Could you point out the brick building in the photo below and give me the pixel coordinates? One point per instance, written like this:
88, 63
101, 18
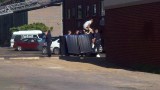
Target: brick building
76, 12
50, 16
132, 32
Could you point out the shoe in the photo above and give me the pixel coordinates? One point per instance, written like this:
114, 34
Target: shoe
98, 55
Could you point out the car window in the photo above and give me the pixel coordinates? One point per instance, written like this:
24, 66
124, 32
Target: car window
58, 41
25, 40
54, 38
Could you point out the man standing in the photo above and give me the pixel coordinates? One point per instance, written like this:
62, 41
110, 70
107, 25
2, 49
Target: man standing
97, 42
49, 42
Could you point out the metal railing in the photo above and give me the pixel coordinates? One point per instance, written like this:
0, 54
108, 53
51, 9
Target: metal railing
28, 4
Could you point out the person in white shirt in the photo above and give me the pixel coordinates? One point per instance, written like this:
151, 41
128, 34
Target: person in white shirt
87, 26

To be done | Print the entries above exactly as they appear, beginning with the line that contains "Could you point out the car" and continuing through the final line of the entries, with both of those lines included.

Full response |
Could you point out the car window in the photo above and give me the pixel coordinates? One point per instance, written like this:
24, 66
124, 32
Target: car window
58, 41
25, 40
54, 38
Could you point out the man standing in the photo above and give me the pixel coordinates? One point per instance, written like this:
62, 41
110, 70
107, 25
2, 49
Target: man standing
97, 42
49, 42
Could you point out the metal railing in the photo above and give me the pixel coordinates? One point per instance, written like this:
0, 54
108, 53
51, 9
Target: metal railing
28, 4
Could you point out the person in white shirt in the photo above and give me the pixel coordinates? One point per instance, written like this:
151, 41
128, 34
Target: person in white shirt
87, 26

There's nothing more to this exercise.